Page →
The summary() function is VERY useful here.
> summary(my.data)
name age hgt wgt race year
Barb:1 Min. :18.0 Min. :64.0 Min. : 128.0 Af.Am:1 Fr:2
Bob :1 1st Qu.:18.0 1st Qu.:66.0 1st Qu.: 156.0 Asian:1 Jr:1
Fred:1 Median :20.0 Median :67.0 Median : 180.0 Cauc :2 So:1
Jeff:1 Mean :20.2 Mean :67.8 Mean : 356.8 NA's :1 Sr:1
Sue :1 3rd Qu.:21.0 3rd Qu.:70.0 3rd Qu.: 202.0
Max. :24.0 Max. :72.0 Max. :1118.0
SAT
Min. : 840
1st Qu.: 870
Median : 980
Mean :1002
3rd Qu.:1112
Max. :1210
NA's :1
Let's take a look. There is a variable called "name", which R is summarizing
as a factor. We probably don't really want that, because it's not a grouping
variable, but for now no harm no foul. There is a variable called "age",
which is numeric, a variable called "hgt", which is numeric, and a variable
called "wgt", which is numeric. Do you see any problems here?
The "age" and "hgt" variables look entirely reasonable as far as min and
max values are concerned, but wgt does not. Maximum wgt is 1118 lbs. Really?
Something clearly went wrong here, and we are going to have to track it down
and fix it!
The variables "race" and "year" are factors or categorical variables. See
any problems? Yes, there is a missing value (NA) in "race" that didn't occur
in the original data table. Something else we're going to have to fix.
Finally, "SAT", also numeric, has a missing value that we are going to have
to track down. This is the advantage of using summary().
It shows which variables have values missing, and you can look at the
range of the numeric variables and see if there is anything suspicious, like a
body weight of 1118 lbs.
There are four ways to get at the data inside a data frame, and this is NOT
one of them.

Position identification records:
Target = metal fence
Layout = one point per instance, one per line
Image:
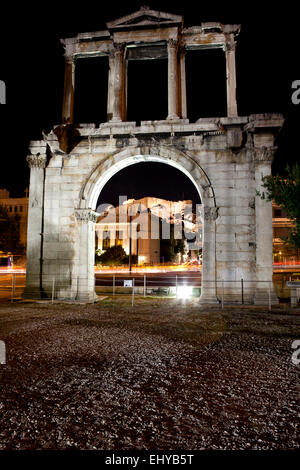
(11, 285)
(240, 292)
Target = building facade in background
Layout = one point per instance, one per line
(17, 206)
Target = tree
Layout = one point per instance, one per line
(285, 192)
(9, 231)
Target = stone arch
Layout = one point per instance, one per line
(101, 174)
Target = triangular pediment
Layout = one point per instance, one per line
(143, 18)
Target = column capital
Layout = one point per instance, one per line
(86, 215)
(70, 59)
(172, 43)
(264, 154)
(230, 46)
(36, 161)
(210, 213)
(182, 49)
(118, 47)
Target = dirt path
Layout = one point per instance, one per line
(159, 376)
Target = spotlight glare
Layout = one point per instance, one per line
(184, 292)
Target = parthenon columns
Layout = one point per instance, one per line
(183, 113)
(119, 108)
(172, 79)
(68, 96)
(231, 78)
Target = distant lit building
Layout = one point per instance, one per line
(150, 221)
(17, 206)
(282, 253)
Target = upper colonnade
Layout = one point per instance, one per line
(148, 34)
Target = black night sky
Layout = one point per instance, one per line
(32, 67)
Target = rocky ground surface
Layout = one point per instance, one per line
(159, 375)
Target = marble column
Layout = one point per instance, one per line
(208, 293)
(68, 94)
(231, 78)
(183, 83)
(110, 94)
(172, 79)
(37, 164)
(86, 220)
(264, 230)
(118, 98)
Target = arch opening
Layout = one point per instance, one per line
(160, 225)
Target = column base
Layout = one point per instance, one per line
(172, 117)
(261, 297)
(34, 293)
(208, 298)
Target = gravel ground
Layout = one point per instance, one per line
(161, 376)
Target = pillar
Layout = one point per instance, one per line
(68, 95)
(208, 293)
(183, 83)
(264, 231)
(118, 98)
(110, 94)
(37, 164)
(172, 79)
(231, 78)
(86, 219)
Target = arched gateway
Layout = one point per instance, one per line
(225, 158)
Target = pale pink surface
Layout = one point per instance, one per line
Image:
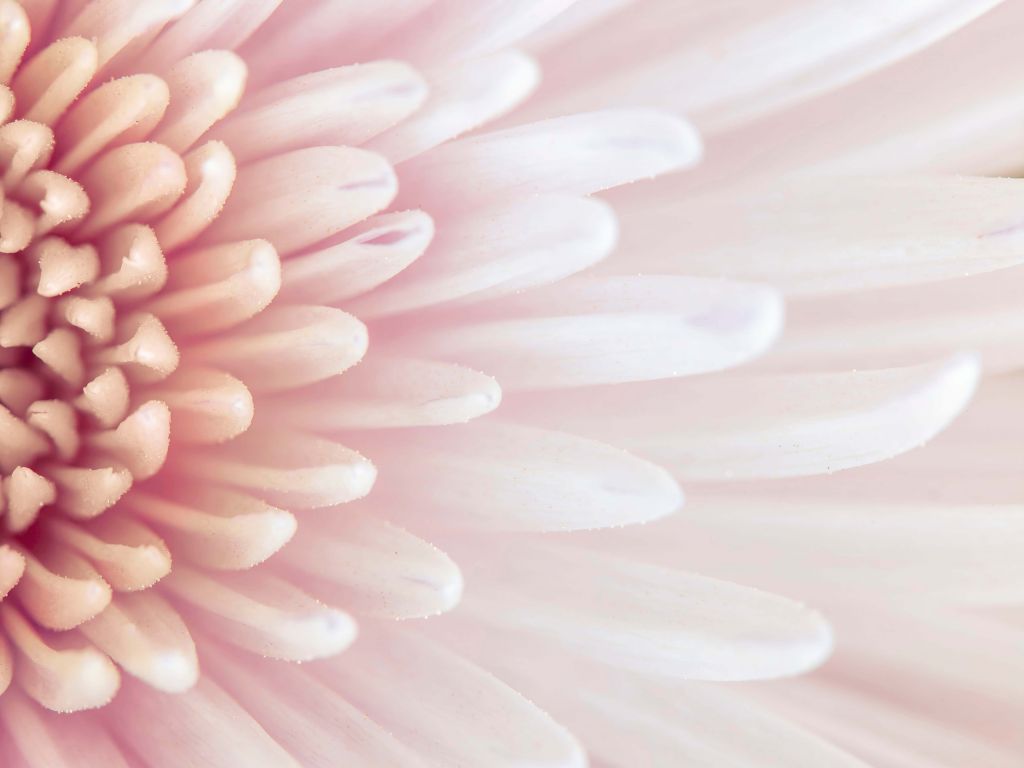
(431, 275)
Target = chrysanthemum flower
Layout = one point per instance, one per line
(213, 210)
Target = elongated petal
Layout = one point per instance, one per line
(440, 698)
(365, 256)
(389, 392)
(146, 637)
(372, 567)
(346, 105)
(285, 467)
(44, 741)
(261, 613)
(578, 155)
(773, 426)
(727, 68)
(297, 199)
(219, 732)
(315, 724)
(639, 616)
(837, 233)
(463, 95)
(506, 477)
(506, 249)
(608, 331)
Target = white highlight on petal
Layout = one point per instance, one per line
(833, 233)
(261, 613)
(346, 105)
(577, 155)
(510, 247)
(495, 476)
(371, 567)
(431, 698)
(388, 392)
(464, 95)
(749, 426)
(643, 617)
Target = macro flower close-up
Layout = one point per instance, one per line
(511, 384)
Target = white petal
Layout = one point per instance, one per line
(215, 527)
(899, 326)
(463, 95)
(506, 477)
(297, 199)
(346, 105)
(146, 638)
(40, 740)
(726, 68)
(770, 426)
(358, 260)
(371, 566)
(505, 249)
(261, 613)
(287, 346)
(388, 392)
(810, 236)
(312, 722)
(284, 467)
(589, 331)
(463, 29)
(210, 25)
(578, 155)
(639, 616)
(206, 721)
(432, 699)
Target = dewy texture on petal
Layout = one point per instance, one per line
(320, 318)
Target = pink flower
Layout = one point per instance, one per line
(269, 266)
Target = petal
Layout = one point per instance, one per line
(297, 199)
(770, 426)
(578, 155)
(506, 477)
(389, 392)
(371, 566)
(216, 730)
(346, 105)
(813, 236)
(505, 249)
(432, 698)
(591, 331)
(464, 95)
(639, 616)
(260, 613)
(307, 718)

Short task 1 → In the tutorial on R's summary() function, what maximum weight is flagged as clearly wrong?
Short task 2 → Write the next part of the tutorial on R's summary() function, picking up after its final sentence.

Response 1 → 1118 lbs.

Response 2 →
> SAT
[1] 1080 1210 840 NA 880
That only seemed to work, because remember when you created the data frame, you
started by putting a vector called "SAT" into the workspace. THAT'S what you're
seeing now! You are NOT seeing the SAT variable from inside the data frame.
R looks in your workspace FIRST, so that is the "SAT" that it came up with.
Confusing, right? So that we don't remain confused, let's erase all those
vectors EXCEPT "age", which we will keep to illustrate
something that you will need to remember about R.
> ls()
[1] "age" "anorexia" "hgt" "my.data" "name" "race"
[7] "SAT" "wgt" "year"
> rm(hgt, name, race, SAT, wgt, year) ##### DON'T erase my.data!
> ls()
[1] "age" "anorexia" "my.data"
Now if we try to see SAT as we did above...
> SAT
Error: object 'SAT' not found
...we get an error. R will not look inside data frames for variables unless
you tell it to. Here are the four ways to do that.
- by using $
- by using with()
- by using data=
- by using attach()
A data frame is a list of column vectors. We can extract items from inside
it by using the usual list indexing device, $. To do this, type the name of the
data frame, a dollar sign, and the name of the variable you want to work
with. You can leave spaces around the $ if you want to. Or not.
> my.data $ SAT
[1] 1080 1210 840 NA 880
> my.data$SAT
[1] 1080 1210 840 NA 880
This can certainly be a nuisance, because it will mean that in some commands
you have to type the data frame name multiple times. An example is the command
that calculates a correlation.
> cor(my.data$hgt, my.data$wgt)
[1] -0.2531835
In this case, you can use the with() function
to tell R where to get the data.
> with(my.data, cor(hgt, wgt)) # syntax: with(dataframe.name, function(arguments))
[1] -0.2531835
It doesn't save much typing in this example, but there are cases where that will
save a LOT of typing! Notice the syntax of this function. You type the name of
the data frame first, followed by a comma, followed by the function you want
to execute, then you close the parentheses on with().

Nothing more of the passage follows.